+++ Document text +++

Sunday, January 15, 2017

 

President Barack Obama’s impact will be felt for generations. His legacy is not controversial as critics believe, to many anyway. In reality, Mr. Obama will go down in history as one of the most scandal free, successful presidents in our lifetime – just look at what he inherited.  

I had the honor of working in the Obama administration. Once I returned from the war in Iraq, I was given a job at the White House as a military national security intern. This was a life-changing experience, and I recommend everyone, regardless of political leanings, become more involved in government in some manner. From my time at the White House, I was inspired to run for public office.  

Even after I left the White House, during my campaign for Congress, when few progressive Democrats gave me the time of day, former and current members of the Obama administration helped me, asking little or nothing in return. They worked for free simply because of friendship, and perhaps some hard feelings; my incumbent Democrat congressional opponent, Mr. David Cicilline, endorsed Mrs. Hillary Clinton in 2008 for president before it became evident she would lose; then, sleazy Cicilline endorsed presidential candidate Barack Obama as if he supported him the whole time – that was not forgotten.

+++ Exercise input +++

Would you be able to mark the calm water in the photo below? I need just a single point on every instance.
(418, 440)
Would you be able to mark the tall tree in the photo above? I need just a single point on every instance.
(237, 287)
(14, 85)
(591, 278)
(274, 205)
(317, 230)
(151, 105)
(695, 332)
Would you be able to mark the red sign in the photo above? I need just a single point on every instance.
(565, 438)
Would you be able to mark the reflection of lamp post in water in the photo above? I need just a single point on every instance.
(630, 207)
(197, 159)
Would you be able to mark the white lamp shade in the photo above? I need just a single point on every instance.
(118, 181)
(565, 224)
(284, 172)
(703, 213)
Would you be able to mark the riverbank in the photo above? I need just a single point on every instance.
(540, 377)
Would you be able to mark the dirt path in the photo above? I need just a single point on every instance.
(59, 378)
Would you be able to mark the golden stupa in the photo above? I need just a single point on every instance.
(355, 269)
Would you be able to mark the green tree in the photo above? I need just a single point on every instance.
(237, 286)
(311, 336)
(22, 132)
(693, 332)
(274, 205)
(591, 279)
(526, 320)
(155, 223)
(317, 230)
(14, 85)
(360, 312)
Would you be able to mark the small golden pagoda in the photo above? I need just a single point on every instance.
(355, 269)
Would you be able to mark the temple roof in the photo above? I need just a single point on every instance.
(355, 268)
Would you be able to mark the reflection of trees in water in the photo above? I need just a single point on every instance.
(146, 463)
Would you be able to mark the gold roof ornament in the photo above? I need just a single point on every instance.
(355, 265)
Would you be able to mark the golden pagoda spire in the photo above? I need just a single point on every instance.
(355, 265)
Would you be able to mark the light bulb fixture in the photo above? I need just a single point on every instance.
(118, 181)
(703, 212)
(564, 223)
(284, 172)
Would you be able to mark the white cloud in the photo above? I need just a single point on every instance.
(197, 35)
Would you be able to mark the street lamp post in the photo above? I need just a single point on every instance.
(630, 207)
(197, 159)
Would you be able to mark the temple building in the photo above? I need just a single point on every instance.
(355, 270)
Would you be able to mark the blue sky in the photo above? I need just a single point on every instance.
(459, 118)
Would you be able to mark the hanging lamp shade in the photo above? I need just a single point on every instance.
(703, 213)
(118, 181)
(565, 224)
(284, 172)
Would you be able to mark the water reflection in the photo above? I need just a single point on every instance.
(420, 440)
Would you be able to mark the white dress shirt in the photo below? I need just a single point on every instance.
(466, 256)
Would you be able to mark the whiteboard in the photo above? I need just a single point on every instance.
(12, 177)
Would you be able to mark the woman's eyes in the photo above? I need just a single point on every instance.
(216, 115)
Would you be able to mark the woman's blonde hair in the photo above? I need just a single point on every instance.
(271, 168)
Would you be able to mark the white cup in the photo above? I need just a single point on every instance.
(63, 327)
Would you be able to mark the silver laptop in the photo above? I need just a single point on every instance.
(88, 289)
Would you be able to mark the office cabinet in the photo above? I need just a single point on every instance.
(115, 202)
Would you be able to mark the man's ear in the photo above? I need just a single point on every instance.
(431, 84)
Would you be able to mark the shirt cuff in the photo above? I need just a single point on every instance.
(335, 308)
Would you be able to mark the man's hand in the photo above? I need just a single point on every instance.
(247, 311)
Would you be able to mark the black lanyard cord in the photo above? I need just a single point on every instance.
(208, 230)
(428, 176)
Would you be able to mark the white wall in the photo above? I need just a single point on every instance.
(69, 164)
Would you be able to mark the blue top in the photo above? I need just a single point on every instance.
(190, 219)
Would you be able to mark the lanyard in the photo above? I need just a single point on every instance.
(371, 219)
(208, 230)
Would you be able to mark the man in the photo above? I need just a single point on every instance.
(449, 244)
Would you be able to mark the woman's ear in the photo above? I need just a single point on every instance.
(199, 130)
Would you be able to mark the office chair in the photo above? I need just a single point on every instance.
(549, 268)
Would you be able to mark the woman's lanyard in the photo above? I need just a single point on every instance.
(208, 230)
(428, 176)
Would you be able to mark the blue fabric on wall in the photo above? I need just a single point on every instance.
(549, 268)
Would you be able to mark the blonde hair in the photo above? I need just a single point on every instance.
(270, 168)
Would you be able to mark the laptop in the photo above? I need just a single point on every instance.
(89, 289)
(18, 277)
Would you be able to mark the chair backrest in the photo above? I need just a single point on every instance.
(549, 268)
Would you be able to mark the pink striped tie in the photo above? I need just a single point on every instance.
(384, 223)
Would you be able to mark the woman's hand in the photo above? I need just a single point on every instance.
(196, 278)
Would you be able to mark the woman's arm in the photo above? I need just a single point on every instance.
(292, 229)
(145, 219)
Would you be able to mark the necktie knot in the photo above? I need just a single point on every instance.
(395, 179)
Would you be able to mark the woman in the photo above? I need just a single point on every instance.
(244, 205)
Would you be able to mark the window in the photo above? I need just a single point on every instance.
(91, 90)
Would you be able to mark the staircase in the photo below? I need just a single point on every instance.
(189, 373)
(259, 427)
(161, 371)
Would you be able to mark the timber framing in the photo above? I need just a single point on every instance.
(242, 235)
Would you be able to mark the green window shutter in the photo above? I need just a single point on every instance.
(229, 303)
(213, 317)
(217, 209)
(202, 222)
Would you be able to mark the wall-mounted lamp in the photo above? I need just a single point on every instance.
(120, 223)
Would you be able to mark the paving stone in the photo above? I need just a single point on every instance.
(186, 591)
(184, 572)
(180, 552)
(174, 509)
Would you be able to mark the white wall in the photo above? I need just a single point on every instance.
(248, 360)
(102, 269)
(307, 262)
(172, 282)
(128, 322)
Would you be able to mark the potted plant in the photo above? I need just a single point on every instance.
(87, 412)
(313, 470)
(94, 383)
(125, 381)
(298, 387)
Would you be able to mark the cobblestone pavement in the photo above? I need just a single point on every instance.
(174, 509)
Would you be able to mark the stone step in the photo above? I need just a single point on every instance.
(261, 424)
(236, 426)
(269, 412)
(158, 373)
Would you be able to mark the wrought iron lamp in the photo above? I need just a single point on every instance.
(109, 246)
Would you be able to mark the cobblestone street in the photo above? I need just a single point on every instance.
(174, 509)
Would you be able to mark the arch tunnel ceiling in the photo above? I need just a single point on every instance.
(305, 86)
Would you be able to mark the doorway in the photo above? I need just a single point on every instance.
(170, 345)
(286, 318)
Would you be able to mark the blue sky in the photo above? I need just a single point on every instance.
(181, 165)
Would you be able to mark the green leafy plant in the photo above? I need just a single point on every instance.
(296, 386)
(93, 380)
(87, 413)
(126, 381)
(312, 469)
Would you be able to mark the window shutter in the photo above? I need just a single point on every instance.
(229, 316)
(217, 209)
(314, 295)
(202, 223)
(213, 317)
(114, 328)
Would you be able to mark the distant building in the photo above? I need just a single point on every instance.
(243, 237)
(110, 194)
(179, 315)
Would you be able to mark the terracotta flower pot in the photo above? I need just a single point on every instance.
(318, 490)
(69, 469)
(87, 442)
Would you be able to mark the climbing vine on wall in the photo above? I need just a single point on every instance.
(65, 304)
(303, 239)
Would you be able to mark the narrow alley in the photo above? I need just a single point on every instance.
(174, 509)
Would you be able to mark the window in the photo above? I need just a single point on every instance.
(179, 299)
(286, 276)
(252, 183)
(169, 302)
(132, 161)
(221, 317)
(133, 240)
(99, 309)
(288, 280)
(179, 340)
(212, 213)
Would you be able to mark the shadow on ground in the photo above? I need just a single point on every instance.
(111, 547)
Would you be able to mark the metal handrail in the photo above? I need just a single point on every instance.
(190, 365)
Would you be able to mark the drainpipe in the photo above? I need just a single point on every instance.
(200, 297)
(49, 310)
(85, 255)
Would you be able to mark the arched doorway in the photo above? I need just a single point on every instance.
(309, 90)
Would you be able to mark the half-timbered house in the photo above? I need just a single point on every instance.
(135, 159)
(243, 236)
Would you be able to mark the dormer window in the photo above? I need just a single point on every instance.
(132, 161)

+++

What you need to do:
1/ Collect every line of the records that contains the word "lanyard".
2/ Continue the essay on Barack Obama's legacy from the point where it stops.

Answers by task:
1/
Would you be able to mark the black lanyard cord in the photo above? I need just a single point on every instance.
Would you be able to mark the lanyard in the photo above? I need just a single point on every instance.
Would you be able to mark the woman's lanyard in the photo above? I need just a single point on every instance.

2/
Mr. Obama was not a flawless president, but presidents are mere people, riddled by imperfections, and contradictions. President George Washington owned slaves, and yet opposed slavery; President Abraham Lincoln suspended habeas corpus, and FDR interned Japanese Americans; President George W. Bush tortured suspected terrorists in the name of protecting our Constitution. Our leaders typically push (or even break) the limits of constitutionality for the betterment of our country – this was not the case for Obama. 

Like other presidents, Obama made some controversial, yet critical decisions. The unfair crisis Obama inherited needed to be addressed through government action. Without such intervention, our country would have stared down the precipice of the fiscal unknown. In the aftermath, the Dodd-Frank reforms were vital to reining in the financial excesses that caused the economic crisis, ensuring this wouldn’t be repeated (fingers crossed).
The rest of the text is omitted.